■ Document text ■
= = = = = = =

Of course, player safety is of paramount concern. To that end, everyone who comes to Utah to participate in the tournament will be expected to follow “village guidelines” during their stay, but will have resources available to them so they won’t have to leave the village.
“We want them to stay in the environment, but we want the environment not to feel like a restriction,” Baird said. “We want it to feel like a welcoming village where they can focus on what they’re there to do without worrying about other things.”
Hansen added that “we just kind of opened the checkbook” to provide whatever people will need, from food to training equipment to leisure activities within the village. That will also include care for children whose mothers will be involved in the tournament.
“The village concept is not just about isolation or very restrictive tactics,” he said. “The people will be able to stay in their team group and have a very robust social movement and still be able to stay in that group. ... we think of it as a very, very energized environment when the players are there, not just hiding from COVID.”
Dr. Daryl Osbahr, who is based in Orlando and on the medical task force, noted on the conference call that it will be a “shared responsibility” to keep people safe. That said, he realizes there’s at least a fair chance that some could contract the coronavirus, which all involved in the tournament will be tested for frequently.
“The way we want to look back upon the whole process is that we made sure we did everything we could to avoid it, and then when we identify, we do everything we can to protect it, but certainly all of us do realize that there could be multiple positives, but our protocols will help us deal with them in the safest possible manner,” he said.
Osbahr declined to speculate on the number of positive tests it might take for the tournament to be shut down. Rather, he said, “We’re hoping that we’ll have a successful tournament, the women that participate in our league will have a very successful experience and we’re going to be very optimistic that that’s the environment we’re creating.”

= = = = = = =

■ Tasks and exercises ■
(1) Update the passage on the tournament village from "Hansen added that" to "in the tournament.", replacing "checkbook" with "wallet".
(2) Continue the article on the tournament's safety plans from its final sentence.

= = = = = = =

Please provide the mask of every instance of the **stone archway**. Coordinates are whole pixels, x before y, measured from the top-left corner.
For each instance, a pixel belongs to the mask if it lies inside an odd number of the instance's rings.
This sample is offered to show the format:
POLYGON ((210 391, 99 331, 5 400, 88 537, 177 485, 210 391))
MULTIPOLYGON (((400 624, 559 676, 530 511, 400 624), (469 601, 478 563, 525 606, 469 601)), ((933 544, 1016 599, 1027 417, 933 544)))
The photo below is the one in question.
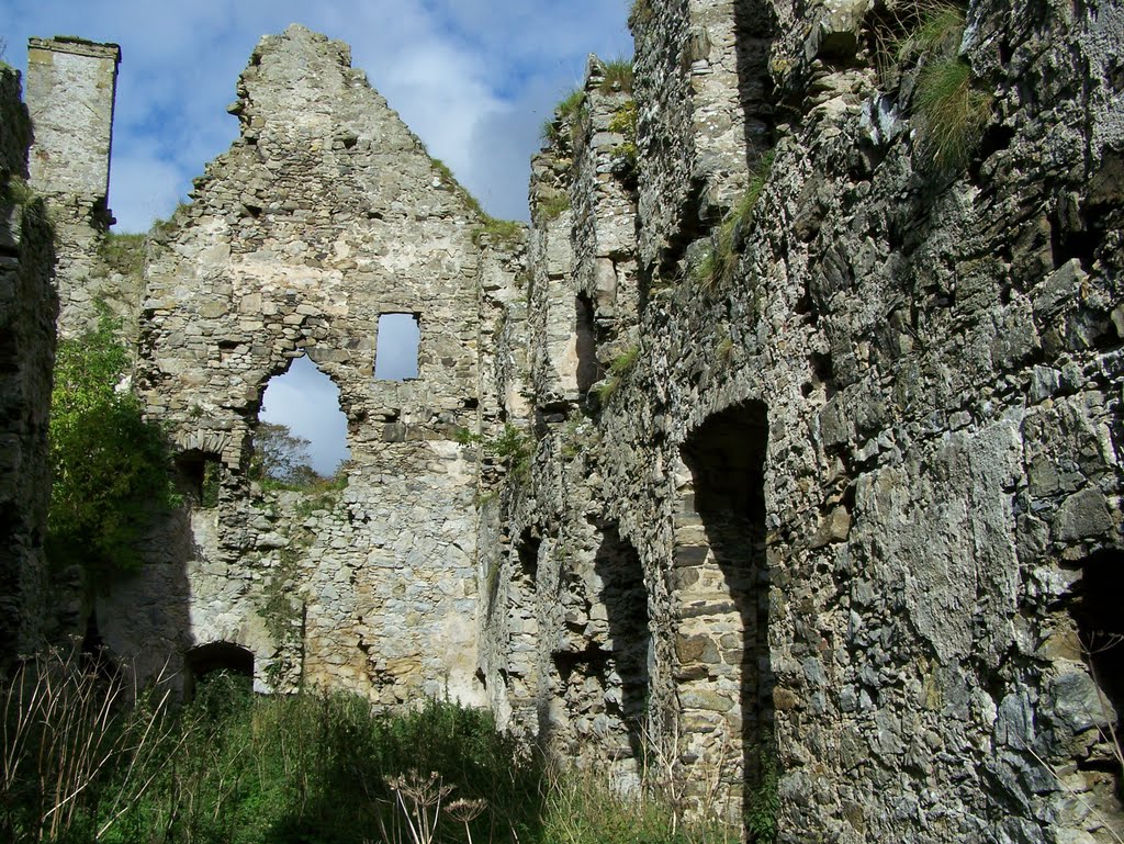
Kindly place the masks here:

= = = = = = =

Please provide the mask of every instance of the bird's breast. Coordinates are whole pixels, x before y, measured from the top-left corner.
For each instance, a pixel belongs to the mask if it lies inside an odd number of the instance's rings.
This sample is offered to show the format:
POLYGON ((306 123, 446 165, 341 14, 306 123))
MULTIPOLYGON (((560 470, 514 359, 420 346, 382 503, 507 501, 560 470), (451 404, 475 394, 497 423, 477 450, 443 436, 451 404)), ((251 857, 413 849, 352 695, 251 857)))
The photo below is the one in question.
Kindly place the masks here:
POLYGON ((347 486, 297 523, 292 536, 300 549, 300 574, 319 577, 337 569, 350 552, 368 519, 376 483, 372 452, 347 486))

= = = = = = =

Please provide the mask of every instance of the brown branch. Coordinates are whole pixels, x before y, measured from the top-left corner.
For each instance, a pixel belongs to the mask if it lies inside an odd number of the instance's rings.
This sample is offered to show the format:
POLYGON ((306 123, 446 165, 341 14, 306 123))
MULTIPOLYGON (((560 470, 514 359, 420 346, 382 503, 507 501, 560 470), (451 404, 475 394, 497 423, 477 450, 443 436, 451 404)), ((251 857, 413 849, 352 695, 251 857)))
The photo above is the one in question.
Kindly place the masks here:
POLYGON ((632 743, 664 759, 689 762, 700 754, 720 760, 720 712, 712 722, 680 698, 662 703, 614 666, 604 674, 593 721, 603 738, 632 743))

= = = = = = =

■ Results of the exercise ■
(1)
Hansen added that “we just kind of opened the wallet” to provide whatever people will need, from food to training equipment to leisure activities within the village. That will also include care for children whose mothers will be involved in the tournament.

(2)
URFC general manager Stephanie Lee, whom head coach Craig Harrington said has “worked her socks off” to help everything come together, said all protocols have followed state guidelines, and key figures such as Herbert and Salt Lake County Mayor Jenny Wilson are on board.
Everything has been done in consultation with the NWSL medical task force, and the league even joined in the conversations President Donald Trump has had with commissioners about how to bring sports back to the United States.
“In terms of approval process, it’s been pretty easy,” Lee said on a Zoom call after the tournament was announced. “Everyone’s been on board, but we’ve not been asking for anything crazy. We’ve been following what the state and government has been putting out.”
URFC captain Amy Rodriguez, a mother of two young boys, said on the Zoom call that she recognizes some players may still have questions they feel haven’t been addressed yet, but she’s personally excited to have the chance to play again.
“There have been things noted of concern, and I think that our players association, our board of directors, the medical staff, everyone has really taken all those things into consideration,” she said, “and at least for me personally, I feel I’m at a place where I feel very good about how this is going to be organized and I’m just really looking forward to it.”